- [Aufgabe 1]
Bis zu welcher Höhe reicht laut dem Textauszug die Geldstrafe für jemanden, der die Prostitution durch öffentliche Ankündigung anbahnt oder anzubahnen versucht?

- [Vorgegebener Textauszug]

┌──

Nach § 10 Abs. 1 lit. c i.V.m. § 2 Abs. 3 lit. b OöPolStG begeht derjenige eine Verwaltungsübertretung und ist hierfür mit einer Geldstrafe bis zu 14.500 Euro zu bestrafen, der durch öffentliche Ankündigung – insbesondere in Druckwerken oder in anderen Medien – die Prostitution (z.B. durch Angabe einer Adresse, Telefonnummer oder eines Treffpunktes) anbahnt oder anzubahnen versucht.

 

3.2. Vorweg ist aus rechtstheoretischer Sicht darauf hinzuweisen, dass im ge­genständlichen Fall durch die mehrfache, auf ein und derselben Faktenlage basierende Bestrafung der Rechtsmittelwerberin trotz des Fehlens wechselseiti­ger, (nicht bloß auf Gerichtsdelikte, sondern darüber hinaus) spezifisch auf das Verhältnis zwischen der Anzeige der beabsichtigten Prostitutionsausübung an die Gemeinde einerseits und der öffentlichen Ankündigung derselben in Medien andererseits Bezug nehmender Subsidiaritätsklau­seln kein Verstoß gegen das Doppelbestrafungs- bzw. ‑verfolgungsverbot des Art. 4 des 7.ZPMRK resultiert: Dies deshalb, weil die parallele Verfolgung und Bestrafung wegen der Übertretung des § 2 Abs. 3 lit. d OöPolStG einerseits und des § 2 Abs. 3 lit. b OöPolStG andererseits hier simultan erfolgte und nicht erst, nachdem bereits über eines dieser beiden Delikte rechtskräftig entschieden war (vgl. dazu näher A. G., Ne bis in idem – das "Zolotukhin"-Urteil des EGMR, Spektrum der Rechtswissenschaften 1/2011-V&V-J, 1 ff).

 

3.3. Im gegenständlichen Fall steht auf Grund der im Zuge ihrer niederschriftlichen Einvernahme bei der Polizeiinspektion Traun im Verfahren der BH Linz-Land zu Zl. SanRB96-20-2011 abgelegten Aussage der Beschwerdeführerin zweifelsfrei fest, dass sie während des ihr angelasteten Tatzeitraumes die Prostitution ausgeübt, diese aber vor der Aufnahme dieser Tätigkeit nicht der Gemeinde angezeigt, dem gegenüber jedoch in Druckwerken und im Internet öffentlich angekündigt hat.

└──

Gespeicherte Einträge
┌──

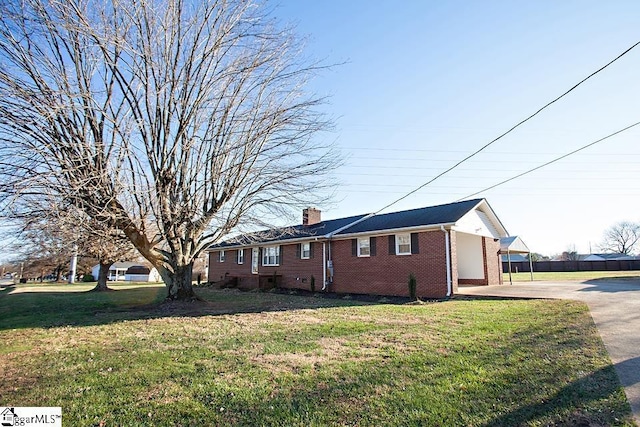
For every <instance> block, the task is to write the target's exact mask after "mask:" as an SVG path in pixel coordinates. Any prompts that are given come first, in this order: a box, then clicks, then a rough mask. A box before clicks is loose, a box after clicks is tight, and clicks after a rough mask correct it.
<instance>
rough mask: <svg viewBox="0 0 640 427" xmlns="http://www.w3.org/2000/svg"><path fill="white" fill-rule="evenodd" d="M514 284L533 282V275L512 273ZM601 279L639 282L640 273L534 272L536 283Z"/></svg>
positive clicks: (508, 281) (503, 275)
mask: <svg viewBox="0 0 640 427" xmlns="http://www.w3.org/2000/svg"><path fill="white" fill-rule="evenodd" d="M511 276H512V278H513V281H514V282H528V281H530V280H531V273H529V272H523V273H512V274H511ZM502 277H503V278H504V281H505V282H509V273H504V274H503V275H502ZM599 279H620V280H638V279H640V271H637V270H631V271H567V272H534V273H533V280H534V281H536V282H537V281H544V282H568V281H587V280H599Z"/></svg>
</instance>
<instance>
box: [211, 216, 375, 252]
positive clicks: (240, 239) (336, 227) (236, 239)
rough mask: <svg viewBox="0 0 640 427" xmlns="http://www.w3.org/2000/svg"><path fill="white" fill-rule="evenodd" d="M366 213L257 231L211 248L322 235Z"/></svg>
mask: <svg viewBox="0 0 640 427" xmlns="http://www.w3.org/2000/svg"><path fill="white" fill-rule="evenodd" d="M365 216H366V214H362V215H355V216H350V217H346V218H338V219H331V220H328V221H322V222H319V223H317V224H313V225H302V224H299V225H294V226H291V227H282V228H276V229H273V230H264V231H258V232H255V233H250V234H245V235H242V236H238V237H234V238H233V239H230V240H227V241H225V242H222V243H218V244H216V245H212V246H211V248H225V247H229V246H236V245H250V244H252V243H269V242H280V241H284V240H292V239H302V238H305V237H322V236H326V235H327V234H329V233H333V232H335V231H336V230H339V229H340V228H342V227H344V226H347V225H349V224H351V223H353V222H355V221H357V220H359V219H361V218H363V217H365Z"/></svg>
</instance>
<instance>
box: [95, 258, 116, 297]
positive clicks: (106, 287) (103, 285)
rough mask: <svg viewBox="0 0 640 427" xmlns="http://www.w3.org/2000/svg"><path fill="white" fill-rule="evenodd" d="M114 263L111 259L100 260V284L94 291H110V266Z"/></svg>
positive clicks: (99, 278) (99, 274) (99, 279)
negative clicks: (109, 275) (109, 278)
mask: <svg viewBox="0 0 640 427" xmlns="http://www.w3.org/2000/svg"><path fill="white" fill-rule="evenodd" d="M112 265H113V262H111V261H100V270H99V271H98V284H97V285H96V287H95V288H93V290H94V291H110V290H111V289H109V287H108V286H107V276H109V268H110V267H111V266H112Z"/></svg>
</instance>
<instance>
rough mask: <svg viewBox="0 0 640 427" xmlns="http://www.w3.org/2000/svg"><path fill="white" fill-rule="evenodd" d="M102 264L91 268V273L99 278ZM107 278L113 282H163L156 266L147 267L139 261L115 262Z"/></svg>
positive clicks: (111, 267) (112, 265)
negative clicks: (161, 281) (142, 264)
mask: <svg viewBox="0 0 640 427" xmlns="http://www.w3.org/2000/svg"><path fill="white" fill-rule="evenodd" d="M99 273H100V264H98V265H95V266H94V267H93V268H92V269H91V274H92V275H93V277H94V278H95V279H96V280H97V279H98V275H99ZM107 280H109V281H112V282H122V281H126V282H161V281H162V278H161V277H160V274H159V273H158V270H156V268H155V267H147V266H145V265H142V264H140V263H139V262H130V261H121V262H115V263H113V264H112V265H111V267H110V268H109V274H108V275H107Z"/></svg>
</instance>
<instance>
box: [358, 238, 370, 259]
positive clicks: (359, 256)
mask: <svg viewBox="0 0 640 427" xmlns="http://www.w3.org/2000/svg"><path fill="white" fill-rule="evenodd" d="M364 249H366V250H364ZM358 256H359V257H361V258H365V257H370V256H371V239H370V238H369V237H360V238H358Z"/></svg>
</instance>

└──

- [Aufgabe 2]
Suchen Sie aus den Einträgen jede Zeile heraus, in der die Zeichenfolge „clicks“ vorkommt, und schreiben Sie diese Zeilen vollständig ab.

- [Lösungsfeld 1]
Bis zu 14.500 Euro.

- [Lösungsfeld 2]
For every <instance> block, the task is to write the target's exact mask after "mask:" as an SVG path in pixel coordinates. Any prompts that are given come first, in this order: a box, then clicks, then a rough mask. A box before clicks is loose, a box after clicks is tight, and clicks after a rough mask correct it.
positive clicks: (508, 281) (503, 275)
positive clicks: (240, 239) (336, 227) (236, 239)
positive clicks: (106, 287) (103, 285)
positive clicks: (99, 278) (99, 274) (99, 279)
negative clicks: (109, 275) (109, 278)
positive clicks: (111, 267) (112, 265)
negative clicks: (161, 281) (142, 264)
positive clicks: (359, 256)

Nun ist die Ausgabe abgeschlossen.